TASK DESCRIPTION
Format the lines below as a JSON list of strings, with one string per line and blank lines omitted.

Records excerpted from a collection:
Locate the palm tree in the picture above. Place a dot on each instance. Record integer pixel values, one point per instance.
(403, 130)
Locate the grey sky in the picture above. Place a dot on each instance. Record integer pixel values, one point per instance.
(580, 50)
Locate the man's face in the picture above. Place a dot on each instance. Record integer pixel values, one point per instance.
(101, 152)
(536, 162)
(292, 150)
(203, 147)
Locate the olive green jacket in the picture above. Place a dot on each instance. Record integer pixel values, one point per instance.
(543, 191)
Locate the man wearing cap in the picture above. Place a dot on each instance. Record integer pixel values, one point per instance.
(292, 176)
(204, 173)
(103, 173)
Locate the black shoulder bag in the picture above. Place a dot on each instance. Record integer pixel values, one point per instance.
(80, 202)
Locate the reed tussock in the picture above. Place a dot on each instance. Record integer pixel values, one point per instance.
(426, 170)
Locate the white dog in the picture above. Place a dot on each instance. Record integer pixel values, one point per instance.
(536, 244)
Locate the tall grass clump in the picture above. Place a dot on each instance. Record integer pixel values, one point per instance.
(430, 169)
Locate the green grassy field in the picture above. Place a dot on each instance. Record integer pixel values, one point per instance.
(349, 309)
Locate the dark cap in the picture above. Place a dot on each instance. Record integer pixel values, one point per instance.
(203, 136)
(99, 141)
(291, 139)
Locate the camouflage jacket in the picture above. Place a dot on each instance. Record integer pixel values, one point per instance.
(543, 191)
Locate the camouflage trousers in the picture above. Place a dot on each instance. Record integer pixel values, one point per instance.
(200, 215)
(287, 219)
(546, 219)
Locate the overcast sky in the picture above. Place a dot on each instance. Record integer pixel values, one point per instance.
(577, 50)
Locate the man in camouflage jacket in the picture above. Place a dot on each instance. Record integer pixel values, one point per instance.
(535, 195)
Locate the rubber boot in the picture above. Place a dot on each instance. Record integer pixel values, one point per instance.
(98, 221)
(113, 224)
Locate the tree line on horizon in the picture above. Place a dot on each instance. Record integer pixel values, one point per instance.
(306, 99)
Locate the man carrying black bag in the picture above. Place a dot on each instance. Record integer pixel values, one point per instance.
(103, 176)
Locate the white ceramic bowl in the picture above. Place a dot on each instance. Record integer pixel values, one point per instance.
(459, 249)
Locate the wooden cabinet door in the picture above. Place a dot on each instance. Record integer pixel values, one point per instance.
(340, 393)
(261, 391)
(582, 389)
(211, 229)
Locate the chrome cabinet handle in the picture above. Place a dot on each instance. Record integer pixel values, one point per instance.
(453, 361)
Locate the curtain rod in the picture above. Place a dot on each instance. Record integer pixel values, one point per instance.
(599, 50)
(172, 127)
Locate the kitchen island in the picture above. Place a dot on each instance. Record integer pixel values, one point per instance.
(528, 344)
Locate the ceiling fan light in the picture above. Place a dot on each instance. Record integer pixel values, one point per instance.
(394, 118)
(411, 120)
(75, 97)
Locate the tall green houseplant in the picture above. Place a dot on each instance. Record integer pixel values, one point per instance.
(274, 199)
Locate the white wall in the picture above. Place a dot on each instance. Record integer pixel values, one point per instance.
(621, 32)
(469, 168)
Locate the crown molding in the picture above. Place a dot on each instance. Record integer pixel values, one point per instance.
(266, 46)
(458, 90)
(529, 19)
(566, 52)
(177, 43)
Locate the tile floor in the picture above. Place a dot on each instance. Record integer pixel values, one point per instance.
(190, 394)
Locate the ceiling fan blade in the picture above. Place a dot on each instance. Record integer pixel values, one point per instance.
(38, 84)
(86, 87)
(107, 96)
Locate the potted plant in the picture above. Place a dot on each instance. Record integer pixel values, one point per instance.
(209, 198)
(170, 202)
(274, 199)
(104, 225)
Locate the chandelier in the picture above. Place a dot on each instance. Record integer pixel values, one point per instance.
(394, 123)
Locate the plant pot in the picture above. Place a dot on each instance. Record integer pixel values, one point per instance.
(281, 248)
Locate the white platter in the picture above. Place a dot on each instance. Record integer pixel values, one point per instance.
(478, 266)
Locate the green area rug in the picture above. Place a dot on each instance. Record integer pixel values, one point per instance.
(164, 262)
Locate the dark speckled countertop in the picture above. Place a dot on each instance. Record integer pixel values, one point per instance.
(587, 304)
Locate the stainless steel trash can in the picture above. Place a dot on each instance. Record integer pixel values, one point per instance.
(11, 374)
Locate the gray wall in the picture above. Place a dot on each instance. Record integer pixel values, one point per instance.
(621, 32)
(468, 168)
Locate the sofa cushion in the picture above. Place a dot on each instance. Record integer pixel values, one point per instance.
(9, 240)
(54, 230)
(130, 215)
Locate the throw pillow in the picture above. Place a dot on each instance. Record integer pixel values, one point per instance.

CORRECT RESULT
[
  "Locate the palm tree in the picture above. Place a dot on each instance. Record integer pixel values, one point per instance.",
  "(403, 130)",
  "Locate the grey sky in the picture above. Place a dot on each instance. Record integer pixel values, one point per instance.",
  "(580, 50)",
  "Locate the man's face in the picture above. Place a dot on each instance. Record integer pixel values, one point per instance.",
  "(101, 152)",
  "(536, 162)",
  "(292, 150)",
  "(203, 147)",
  "Locate the olive green jacket in the picture above. Place a dot on each instance. Record integer pixel values, one point per instance.",
  "(543, 191)",
  "Locate the man wearing cap in the picture above. Place a dot on each instance. Record integer pixel values, one point per instance.",
  "(292, 176)",
  "(204, 173)",
  "(103, 173)",
  "Locate the black shoulder bag in the picture above. Place a dot on each instance. Record integer pixel values, one point per instance.",
  "(80, 202)",
  "Locate the reed tussock in the picture above. Place a dot on each instance. Record integer pixel values, one point per instance.",
  "(426, 170)",
  "Locate the white dog in the picture above. Place a dot on each instance. Record integer pixel values, one point per instance.",
  "(536, 244)",
  "Locate the tall grass clump in the picture above. Place a dot on each instance. Record integer pixel values, one point per instance.",
  "(430, 169)",
  "Locate the green grassy field in the picture above. Place a dot on each instance. Record integer pixel values, one point per instance.",
  "(349, 309)",
  "Locate the dark cap in the picture above. Place a dot on each instance. Record integer pixel values, one point per instance.",
  "(203, 136)",
  "(99, 141)",
  "(291, 139)",
  "Locate the camouflage jacket in the picture above. Place a dot on each instance. Record integer pixel values, one point per instance.",
  "(543, 191)",
  "Locate the camouflage trousers in the picture above. Place a dot on each instance. Record integer pixel values, one point per instance.",
  "(200, 215)",
  "(287, 219)",
  "(546, 219)",
  "Locate the overcast sky in the picture above. Place a dot on each instance. Record integer pixel values, one point per instance.",
  "(577, 50)",
  "Locate the man in camouflage jacket in the picture above. Place a dot on each instance. Record integer pixel values, one point per instance.",
  "(535, 195)",
  "Locate the rubber boot in the picture above. Place a dot on each instance. Record integer pixel values, one point per instance.",
  "(98, 221)",
  "(113, 224)",
  "Locate the tree line on horizon in the picture above. Place a dot on each instance. Record integer pixel values, one point per instance.",
  "(306, 99)",
  "Locate the man carrying black bag in the picture above. Place a dot on each instance. Record integer pixel values, one point per instance.",
  "(103, 176)",
  "Locate the white ceramic bowl in the picture above. Place a dot on each instance. Record integer pixel values, one point per instance.",
  "(459, 249)",
  "Locate the wooden cabinet door in the picture above. Place a dot on each instance. Record integer pixel values, one point per instance.",
  "(340, 393)",
  "(261, 391)",
  "(582, 389)",
  "(211, 229)",
  "Locate the chrome cabinet handle in the picture above. Place a dot on each instance. Record integer pixel values, one point per instance.",
  "(453, 361)",
  "Locate the curtain rod in the picture above. Place a dot on each instance. Record integer pixel values, one point per instance.",
  "(599, 50)",
  "(172, 127)",
  "Locate the kitchen island in the picture above. Place a dot on each instance. Record integer pixel values, one point per instance.",
  "(528, 344)",
  "Locate the ceiling fan light in the picture above. Place a dot on each instance. Record integer pixel values, one point per instance.",
  "(394, 118)",
  "(411, 120)",
  "(75, 97)",
  "Locate the tall green houseplant in the picture above. Place a dot on each instance. Record integer pixel values, one point per instance.",
  "(274, 199)",
  "Locate the white wall in the picture above. Place a dot on each instance. Record integer pixel values, one point per instance.",
  "(621, 32)",
  "(469, 168)",
  "Locate the crown molding in the picture above. Place a dot on each instance. Record integer pixel values, one point per instance.",
  "(266, 46)",
  "(458, 90)",
  "(529, 19)",
  "(566, 52)",
  "(177, 43)",
  "Locate the tile floor in the picture above. Place a dot on each instance. Record integer pixel values, one point per instance.",
  "(190, 394)",
  "Locate the ceiling fan blade in the picture above. Place a dot on each instance. Record integer pixel values, one point per instance.",
  "(38, 84)",
  "(86, 87)",
  "(107, 96)",
  "Locate the potted plant in the picture above. Place a dot on each instance. Record integer pixel values, one point per instance.",
  "(209, 198)",
  "(170, 202)",
  "(274, 199)",
  "(104, 225)",
  "Locate the chandelier in the picture above. Place a dot on each instance. Record integer pixel values, one point per instance.",
  "(394, 123)",
  "Locate the plant pot in the picture above. Place a dot on each instance. Record integer pixel values, one point per instance.",
  "(281, 248)",
  "Locate the white platter in the picture above. Place a dot on each instance. Record integer pixel values, one point per instance.",
  "(478, 266)",
  "Locate the green area rug in the picture above. Place a dot on each instance. Record integer pixel values, one point per instance.",
  "(164, 262)",
  "Locate the dark speckled countertop in the picture above. Place a dot on each instance. Record integer pixel values, one point per instance.",
  "(587, 304)",
  "Locate the stainless steel trash can in the picture above. Place a dot on each instance. Record integer pixel values, one point per instance.",
  "(11, 374)",
  "Locate the gray wall in the picture above. Place a dot on each instance. Record integer pixel values, one point per instance.",
  "(621, 32)",
  "(468, 168)",
  "Locate the sofa cushion in the picture above. Place a dot on each instance. Record integer pixel values, one point per instance.",
  "(9, 240)",
  "(54, 230)",
  "(130, 215)",
  "Locate the throw pillow in the picture above. Place a dot on each instance. Record integer pixel values, one point per instance."
]